STATED TASK :: Copy each of the items below word for word, leaving out the pictures.

— begin —

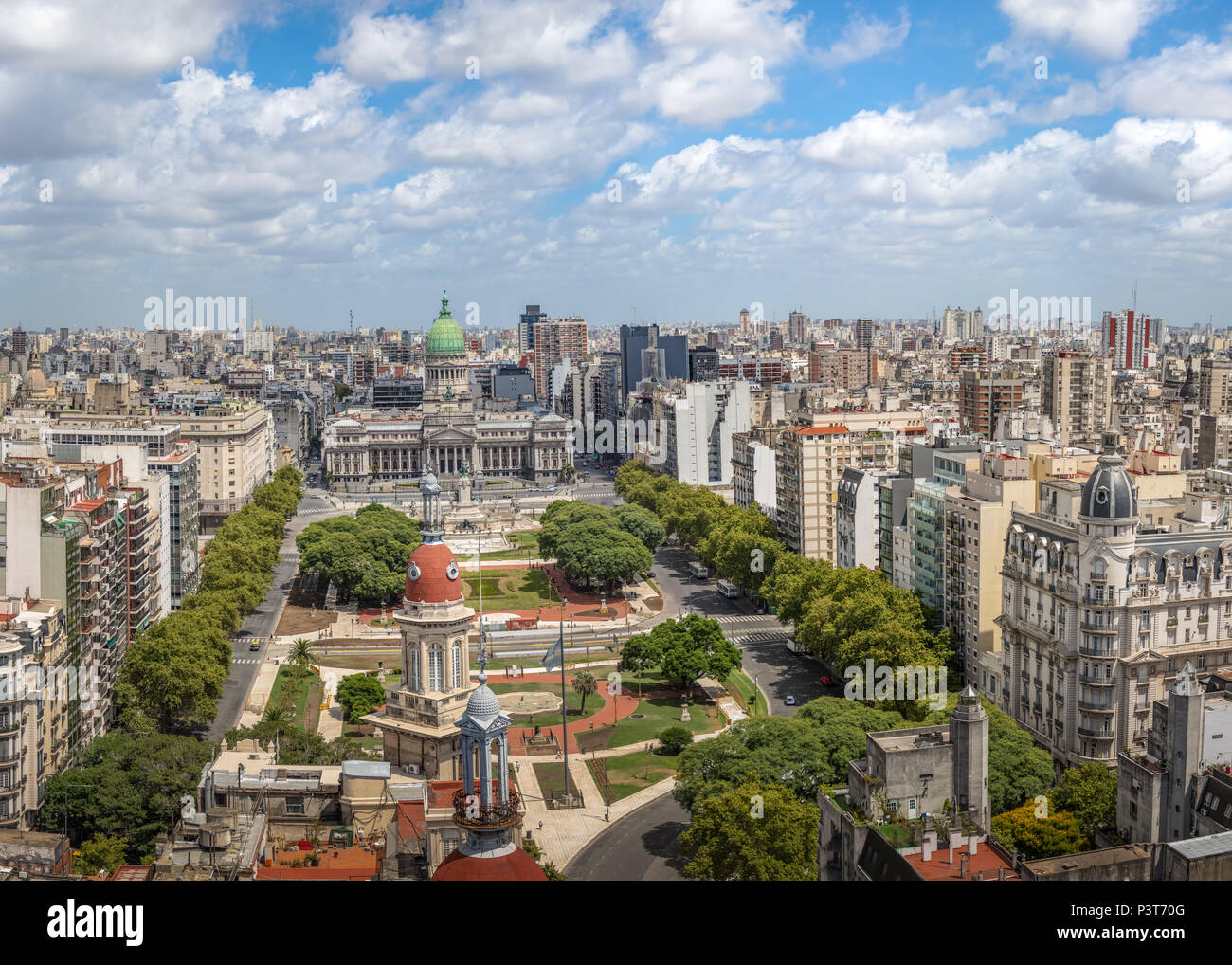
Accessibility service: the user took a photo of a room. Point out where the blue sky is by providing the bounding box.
[0,0,1232,328]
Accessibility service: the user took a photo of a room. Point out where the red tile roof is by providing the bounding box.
[903,845,1019,882]
[432,847,547,882]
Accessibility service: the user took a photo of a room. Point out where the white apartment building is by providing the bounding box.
[160,399,278,533]
[834,465,895,570]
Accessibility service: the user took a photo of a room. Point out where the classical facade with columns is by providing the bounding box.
[323,290,573,489]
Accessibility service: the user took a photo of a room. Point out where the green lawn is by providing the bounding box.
[534,761,580,800]
[723,670,767,714]
[607,686,719,747]
[462,570,561,610]
[268,665,320,723]
[587,751,680,802]
[481,530,538,561]
[489,679,607,727]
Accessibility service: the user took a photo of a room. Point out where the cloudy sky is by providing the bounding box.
[0,0,1232,329]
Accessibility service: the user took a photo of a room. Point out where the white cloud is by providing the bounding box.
[1001,0,1171,61]
[817,8,912,70]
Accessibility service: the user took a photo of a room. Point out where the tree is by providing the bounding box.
[650,613,740,690]
[38,730,213,862]
[620,632,662,698]
[613,505,668,554]
[980,698,1055,814]
[1048,760,1116,842]
[660,724,693,756]
[73,834,128,875]
[992,801,1087,860]
[674,716,832,814]
[287,637,312,665]
[680,774,818,882]
[337,673,386,721]
[573,670,599,718]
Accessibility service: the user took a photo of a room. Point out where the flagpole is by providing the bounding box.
[558,596,570,802]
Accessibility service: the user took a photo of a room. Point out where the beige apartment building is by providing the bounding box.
[775,410,927,563]
[159,399,276,533]
[944,452,1038,700]
[1198,358,1232,415]
[1040,352,1113,446]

— end —

RESPONSE TO THE EXERCISE ::
Accessibility service: the user took a photo of a room. Point out where the blue sky is by providing the bounding box.
[0,0,1232,328]
Accessibility service: the user took a photo of a room. Point out where the red tile roof is by providing the bounding box.
[903,845,1019,882]
[432,847,547,882]
Accessibility service: the user took a photo of a room. Point out where the white apartment building is by providing the bounding box.
[160,399,278,533]
[834,465,895,570]
Accessibility service: the user took a photo of a room. Point out where the classical facade with columns is by providing the bounding box.
[323,290,573,489]
Accessibility service: the user took a photo of a room. Point out where the green lawn is by providing the bounding box.
[534,761,580,800]
[723,670,767,714]
[607,686,719,747]
[462,570,561,610]
[268,665,320,723]
[587,751,680,802]
[481,530,538,561]
[489,679,607,727]
Accessibility service: the user took a photo of a room. Point out where the cloudy sky is by providing the bounding box.
[0,0,1232,329]
Accessibility service: the user took a photo of a room. Point out where the white cloud is by providing the bounding box.
[1001,0,1171,61]
[817,8,912,70]
Accessibility service: the user took a photo of a room. Point out where the tree is by providing the bounding box.
[650,613,740,690]
[38,730,213,862]
[620,632,662,698]
[613,505,668,554]
[980,698,1055,814]
[1048,760,1116,842]
[660,724,693,756]
[73,834,128,875]
[992,801,1087,860]
[674,716,832,814]
[287,637,312,665]
[680,774,818,882]
[337,673,386,721]
[573,670,599,718]
Accessibility service: the user took a photo of a room. Point out where the flagpole is by providing the bounding box.
[558,596,570,802]
Accessibility service: the user took a photo of a room. Point out where the beige apartment building is by providing the bounding box.
[775,410,927,563]
[159,399,276,533]
[944,452,1038,700]
[1198,358,1232,415]
[1040,352,1113,446]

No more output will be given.